- _Stated goal_
Pick out every line in the items below that contains the string "lane", and copy each such line in full. Matching is case-sensitive.

- _Excerpted records_
** BEGIN **

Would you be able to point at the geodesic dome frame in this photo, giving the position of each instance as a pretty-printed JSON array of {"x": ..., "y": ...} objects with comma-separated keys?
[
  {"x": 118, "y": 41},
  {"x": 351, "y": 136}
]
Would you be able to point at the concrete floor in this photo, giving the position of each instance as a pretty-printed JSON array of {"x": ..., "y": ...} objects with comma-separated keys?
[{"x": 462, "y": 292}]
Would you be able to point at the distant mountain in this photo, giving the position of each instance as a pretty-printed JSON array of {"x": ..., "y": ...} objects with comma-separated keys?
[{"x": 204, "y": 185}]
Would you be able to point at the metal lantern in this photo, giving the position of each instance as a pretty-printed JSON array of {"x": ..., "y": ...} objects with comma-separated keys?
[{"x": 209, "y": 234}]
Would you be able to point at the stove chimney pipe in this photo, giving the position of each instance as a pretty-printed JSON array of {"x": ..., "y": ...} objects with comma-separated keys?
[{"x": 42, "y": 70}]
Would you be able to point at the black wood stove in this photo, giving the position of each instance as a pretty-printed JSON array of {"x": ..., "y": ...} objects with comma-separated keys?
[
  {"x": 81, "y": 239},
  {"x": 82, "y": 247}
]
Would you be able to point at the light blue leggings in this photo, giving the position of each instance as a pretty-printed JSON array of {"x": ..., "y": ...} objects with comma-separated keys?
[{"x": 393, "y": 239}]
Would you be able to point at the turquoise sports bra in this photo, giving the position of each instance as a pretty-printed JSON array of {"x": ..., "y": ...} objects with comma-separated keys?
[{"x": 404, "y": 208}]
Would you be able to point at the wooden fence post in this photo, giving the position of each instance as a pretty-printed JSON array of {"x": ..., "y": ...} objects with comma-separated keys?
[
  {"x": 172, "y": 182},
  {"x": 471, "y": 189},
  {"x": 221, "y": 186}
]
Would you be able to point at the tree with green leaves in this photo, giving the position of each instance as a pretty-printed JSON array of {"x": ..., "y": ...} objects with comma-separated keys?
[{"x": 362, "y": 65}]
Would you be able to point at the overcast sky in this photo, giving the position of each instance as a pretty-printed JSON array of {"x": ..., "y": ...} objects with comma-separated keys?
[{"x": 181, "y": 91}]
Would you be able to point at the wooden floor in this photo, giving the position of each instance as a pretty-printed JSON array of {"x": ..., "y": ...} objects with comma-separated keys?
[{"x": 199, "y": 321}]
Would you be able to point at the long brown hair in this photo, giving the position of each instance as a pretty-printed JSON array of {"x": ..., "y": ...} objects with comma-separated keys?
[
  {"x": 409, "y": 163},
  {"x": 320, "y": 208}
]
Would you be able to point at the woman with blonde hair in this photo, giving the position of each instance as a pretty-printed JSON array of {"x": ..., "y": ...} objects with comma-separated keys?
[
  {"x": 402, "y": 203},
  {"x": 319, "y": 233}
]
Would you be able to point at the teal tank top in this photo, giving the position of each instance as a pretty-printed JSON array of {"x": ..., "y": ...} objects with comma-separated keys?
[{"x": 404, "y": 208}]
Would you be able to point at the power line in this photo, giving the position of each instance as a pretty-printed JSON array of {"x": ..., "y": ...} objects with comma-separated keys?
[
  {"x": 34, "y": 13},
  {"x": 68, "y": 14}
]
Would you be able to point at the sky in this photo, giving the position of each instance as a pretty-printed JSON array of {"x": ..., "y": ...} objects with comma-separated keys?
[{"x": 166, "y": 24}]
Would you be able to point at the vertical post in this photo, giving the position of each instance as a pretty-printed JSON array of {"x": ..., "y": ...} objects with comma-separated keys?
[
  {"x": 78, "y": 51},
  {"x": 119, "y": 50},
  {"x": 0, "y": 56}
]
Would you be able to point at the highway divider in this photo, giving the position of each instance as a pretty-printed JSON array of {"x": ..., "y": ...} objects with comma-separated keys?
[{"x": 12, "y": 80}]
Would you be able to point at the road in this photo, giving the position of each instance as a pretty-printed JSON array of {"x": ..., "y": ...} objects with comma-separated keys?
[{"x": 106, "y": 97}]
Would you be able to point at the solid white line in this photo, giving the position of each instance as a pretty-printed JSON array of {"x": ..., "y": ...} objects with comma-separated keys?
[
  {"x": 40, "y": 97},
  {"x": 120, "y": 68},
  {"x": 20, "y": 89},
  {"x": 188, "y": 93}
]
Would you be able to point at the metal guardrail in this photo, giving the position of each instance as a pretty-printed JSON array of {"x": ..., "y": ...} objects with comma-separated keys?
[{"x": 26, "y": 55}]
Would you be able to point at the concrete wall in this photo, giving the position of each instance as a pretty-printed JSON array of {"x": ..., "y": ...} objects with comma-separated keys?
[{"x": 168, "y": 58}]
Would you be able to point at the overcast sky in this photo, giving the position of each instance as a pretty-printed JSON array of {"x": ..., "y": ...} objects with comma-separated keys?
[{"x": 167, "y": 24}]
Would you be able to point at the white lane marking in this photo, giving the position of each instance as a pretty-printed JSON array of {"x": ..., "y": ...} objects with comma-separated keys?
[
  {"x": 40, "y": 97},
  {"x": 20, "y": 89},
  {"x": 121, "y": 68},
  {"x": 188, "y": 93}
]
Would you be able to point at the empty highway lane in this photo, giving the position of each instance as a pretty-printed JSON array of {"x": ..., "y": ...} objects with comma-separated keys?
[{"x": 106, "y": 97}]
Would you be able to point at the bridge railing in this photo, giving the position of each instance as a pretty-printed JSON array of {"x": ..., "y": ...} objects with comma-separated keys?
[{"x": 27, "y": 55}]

** END **
** BEGIN **

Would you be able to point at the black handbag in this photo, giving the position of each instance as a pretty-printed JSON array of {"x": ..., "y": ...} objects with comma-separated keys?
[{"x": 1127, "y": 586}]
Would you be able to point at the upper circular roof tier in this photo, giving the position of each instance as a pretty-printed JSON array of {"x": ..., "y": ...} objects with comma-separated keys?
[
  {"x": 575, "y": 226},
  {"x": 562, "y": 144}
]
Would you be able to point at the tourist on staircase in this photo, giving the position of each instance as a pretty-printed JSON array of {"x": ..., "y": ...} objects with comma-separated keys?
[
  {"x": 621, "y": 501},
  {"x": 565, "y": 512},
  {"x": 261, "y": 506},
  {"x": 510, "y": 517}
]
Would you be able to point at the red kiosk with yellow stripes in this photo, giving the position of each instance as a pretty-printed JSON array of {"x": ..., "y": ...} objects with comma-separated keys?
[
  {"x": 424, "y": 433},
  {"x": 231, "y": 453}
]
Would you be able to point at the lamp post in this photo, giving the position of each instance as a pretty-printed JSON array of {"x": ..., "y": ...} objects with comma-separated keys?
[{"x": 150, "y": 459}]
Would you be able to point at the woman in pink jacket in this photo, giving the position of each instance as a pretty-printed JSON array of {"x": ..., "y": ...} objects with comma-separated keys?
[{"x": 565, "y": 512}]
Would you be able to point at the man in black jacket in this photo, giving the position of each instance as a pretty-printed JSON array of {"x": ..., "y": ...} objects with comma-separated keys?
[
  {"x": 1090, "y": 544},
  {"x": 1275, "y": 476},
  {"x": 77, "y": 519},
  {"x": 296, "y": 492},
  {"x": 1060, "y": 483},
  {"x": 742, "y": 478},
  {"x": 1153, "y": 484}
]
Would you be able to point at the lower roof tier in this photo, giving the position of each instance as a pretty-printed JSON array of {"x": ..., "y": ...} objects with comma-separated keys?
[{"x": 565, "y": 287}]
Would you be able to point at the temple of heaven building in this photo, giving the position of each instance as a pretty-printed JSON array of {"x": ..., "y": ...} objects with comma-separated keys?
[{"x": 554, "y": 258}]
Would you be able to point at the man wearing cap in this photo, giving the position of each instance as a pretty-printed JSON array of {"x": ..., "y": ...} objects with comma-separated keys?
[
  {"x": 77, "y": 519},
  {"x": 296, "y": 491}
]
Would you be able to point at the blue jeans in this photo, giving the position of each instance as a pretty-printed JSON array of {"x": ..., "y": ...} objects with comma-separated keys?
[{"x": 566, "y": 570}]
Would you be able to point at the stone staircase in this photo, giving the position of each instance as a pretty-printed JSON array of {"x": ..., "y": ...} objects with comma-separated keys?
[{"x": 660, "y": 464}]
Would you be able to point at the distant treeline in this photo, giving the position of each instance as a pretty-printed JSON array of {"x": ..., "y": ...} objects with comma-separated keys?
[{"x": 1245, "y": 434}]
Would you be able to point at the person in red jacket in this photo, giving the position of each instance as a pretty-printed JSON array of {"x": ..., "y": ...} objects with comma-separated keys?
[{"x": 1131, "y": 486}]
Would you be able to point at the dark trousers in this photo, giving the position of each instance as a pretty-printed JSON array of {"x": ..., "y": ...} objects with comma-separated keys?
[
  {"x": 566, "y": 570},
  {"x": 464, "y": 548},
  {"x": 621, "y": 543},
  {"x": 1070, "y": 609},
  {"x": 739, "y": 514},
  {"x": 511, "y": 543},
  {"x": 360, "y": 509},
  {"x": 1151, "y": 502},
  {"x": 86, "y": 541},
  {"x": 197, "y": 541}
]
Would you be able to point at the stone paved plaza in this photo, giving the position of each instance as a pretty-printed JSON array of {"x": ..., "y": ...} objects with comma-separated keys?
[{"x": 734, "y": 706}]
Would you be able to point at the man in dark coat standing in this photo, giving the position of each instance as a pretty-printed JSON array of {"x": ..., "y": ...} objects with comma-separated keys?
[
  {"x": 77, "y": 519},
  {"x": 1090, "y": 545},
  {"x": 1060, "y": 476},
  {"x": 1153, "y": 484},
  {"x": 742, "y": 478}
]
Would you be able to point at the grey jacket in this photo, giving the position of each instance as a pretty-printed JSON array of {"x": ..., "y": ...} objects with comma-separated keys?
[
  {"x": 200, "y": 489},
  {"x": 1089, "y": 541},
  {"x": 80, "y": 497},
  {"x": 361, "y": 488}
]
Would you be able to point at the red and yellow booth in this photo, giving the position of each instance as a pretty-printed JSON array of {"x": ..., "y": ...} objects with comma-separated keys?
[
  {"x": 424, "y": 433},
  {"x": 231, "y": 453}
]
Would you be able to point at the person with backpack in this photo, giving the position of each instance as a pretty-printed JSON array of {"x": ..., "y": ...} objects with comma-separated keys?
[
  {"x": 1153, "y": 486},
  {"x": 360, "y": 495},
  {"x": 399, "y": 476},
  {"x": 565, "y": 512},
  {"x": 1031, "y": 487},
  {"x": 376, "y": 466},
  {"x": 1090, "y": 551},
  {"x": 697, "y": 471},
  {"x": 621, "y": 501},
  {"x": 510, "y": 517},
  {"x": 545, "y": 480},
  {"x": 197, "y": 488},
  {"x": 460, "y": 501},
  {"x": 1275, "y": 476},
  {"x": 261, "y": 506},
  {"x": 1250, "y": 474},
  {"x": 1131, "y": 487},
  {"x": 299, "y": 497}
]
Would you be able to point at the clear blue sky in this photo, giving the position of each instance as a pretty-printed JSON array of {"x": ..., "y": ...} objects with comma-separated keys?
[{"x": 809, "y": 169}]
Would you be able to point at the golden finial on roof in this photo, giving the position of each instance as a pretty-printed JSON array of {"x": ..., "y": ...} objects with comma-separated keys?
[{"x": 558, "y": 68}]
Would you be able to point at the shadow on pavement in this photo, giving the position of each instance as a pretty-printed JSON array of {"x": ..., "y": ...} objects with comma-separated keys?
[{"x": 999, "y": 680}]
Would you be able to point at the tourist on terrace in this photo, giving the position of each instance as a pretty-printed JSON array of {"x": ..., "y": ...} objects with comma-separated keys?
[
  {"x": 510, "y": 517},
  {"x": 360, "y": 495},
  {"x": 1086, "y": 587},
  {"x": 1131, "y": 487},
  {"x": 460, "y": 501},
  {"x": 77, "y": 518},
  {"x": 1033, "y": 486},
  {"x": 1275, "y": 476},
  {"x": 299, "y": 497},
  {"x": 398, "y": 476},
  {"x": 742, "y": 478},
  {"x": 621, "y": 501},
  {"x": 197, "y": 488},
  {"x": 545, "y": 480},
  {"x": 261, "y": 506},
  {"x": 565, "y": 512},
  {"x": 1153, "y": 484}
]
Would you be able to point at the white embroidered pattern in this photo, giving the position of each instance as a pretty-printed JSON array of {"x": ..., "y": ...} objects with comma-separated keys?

** END **
** BEGIN **

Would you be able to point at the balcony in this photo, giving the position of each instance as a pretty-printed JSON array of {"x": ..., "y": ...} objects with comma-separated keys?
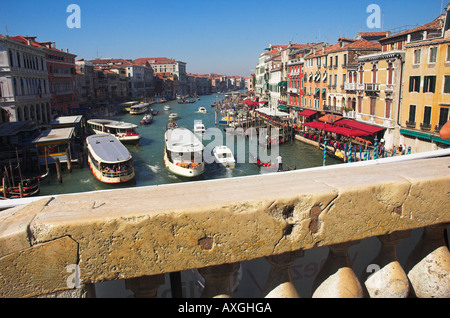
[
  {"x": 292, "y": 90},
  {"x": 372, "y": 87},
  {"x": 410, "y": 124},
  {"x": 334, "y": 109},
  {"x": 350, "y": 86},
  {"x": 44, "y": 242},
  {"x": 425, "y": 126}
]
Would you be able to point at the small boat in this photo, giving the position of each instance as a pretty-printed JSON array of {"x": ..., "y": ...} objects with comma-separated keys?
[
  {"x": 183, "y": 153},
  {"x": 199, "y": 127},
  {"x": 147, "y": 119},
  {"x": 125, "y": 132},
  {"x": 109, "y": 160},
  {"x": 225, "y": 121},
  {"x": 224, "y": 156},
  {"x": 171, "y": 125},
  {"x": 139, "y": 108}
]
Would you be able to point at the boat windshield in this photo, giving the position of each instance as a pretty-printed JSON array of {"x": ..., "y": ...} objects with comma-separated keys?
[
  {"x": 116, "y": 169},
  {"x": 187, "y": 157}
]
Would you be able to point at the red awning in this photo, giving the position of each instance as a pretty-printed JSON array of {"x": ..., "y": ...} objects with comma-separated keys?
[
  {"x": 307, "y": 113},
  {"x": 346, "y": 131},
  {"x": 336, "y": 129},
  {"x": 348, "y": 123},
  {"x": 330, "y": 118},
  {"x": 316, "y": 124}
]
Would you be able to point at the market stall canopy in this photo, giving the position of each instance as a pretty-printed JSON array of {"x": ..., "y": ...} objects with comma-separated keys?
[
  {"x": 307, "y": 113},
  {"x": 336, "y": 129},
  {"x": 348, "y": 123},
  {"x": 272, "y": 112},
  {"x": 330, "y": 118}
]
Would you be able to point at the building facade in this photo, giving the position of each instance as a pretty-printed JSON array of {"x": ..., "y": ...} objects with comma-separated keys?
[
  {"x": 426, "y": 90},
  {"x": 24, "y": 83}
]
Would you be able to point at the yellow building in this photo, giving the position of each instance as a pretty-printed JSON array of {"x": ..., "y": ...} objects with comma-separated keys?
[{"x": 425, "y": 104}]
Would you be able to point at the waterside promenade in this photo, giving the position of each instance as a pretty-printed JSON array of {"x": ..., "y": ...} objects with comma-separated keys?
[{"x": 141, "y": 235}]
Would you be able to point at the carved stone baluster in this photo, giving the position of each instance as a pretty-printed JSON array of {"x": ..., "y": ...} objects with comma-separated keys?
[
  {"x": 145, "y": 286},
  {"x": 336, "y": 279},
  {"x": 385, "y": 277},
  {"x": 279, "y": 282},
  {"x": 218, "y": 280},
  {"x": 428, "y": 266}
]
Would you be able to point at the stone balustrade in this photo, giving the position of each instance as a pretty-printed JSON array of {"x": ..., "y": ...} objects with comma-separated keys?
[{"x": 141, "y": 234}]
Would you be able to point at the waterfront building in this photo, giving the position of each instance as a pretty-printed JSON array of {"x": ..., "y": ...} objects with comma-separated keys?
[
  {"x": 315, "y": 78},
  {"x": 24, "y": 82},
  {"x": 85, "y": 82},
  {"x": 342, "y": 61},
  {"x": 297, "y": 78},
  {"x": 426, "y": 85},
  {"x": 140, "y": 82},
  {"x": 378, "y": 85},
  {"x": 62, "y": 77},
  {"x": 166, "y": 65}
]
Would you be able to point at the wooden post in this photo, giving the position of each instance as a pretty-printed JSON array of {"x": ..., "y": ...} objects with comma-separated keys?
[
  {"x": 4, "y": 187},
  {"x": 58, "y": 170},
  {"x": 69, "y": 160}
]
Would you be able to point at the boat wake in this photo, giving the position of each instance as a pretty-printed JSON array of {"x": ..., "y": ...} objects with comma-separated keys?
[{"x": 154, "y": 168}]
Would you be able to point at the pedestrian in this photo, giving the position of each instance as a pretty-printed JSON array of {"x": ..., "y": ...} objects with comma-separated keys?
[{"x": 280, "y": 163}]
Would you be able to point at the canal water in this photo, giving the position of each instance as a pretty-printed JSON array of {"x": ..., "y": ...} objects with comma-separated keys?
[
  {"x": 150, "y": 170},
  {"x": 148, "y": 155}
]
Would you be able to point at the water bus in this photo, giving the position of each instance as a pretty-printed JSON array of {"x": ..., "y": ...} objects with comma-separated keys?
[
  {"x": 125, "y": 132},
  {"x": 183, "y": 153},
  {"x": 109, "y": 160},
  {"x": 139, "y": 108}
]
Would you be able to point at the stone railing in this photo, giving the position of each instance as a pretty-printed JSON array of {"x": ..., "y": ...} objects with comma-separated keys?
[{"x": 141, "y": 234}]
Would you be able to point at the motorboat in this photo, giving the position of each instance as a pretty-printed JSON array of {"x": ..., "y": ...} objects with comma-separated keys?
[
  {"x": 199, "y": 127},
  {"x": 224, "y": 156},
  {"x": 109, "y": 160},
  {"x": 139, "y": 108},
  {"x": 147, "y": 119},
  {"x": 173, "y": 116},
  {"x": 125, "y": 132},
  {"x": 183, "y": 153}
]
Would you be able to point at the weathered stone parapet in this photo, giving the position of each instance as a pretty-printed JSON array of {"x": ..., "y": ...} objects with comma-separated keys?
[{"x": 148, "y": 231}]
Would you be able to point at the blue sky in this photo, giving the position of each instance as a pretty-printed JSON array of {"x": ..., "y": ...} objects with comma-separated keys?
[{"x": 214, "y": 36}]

** END **

- _Result of the task_
Would you be able to point at the white lane marking in this photo, giving the position of each instance as a pretty-printed JSON array of {"x": ..., "y": ...} objects with comma-separated keys?
Would you be able to point at the empty highway lane in this photo, giving the position of each instance as a pretty-printed JSON array of {"x": ..., "y": ...} objects with comma-separated keys?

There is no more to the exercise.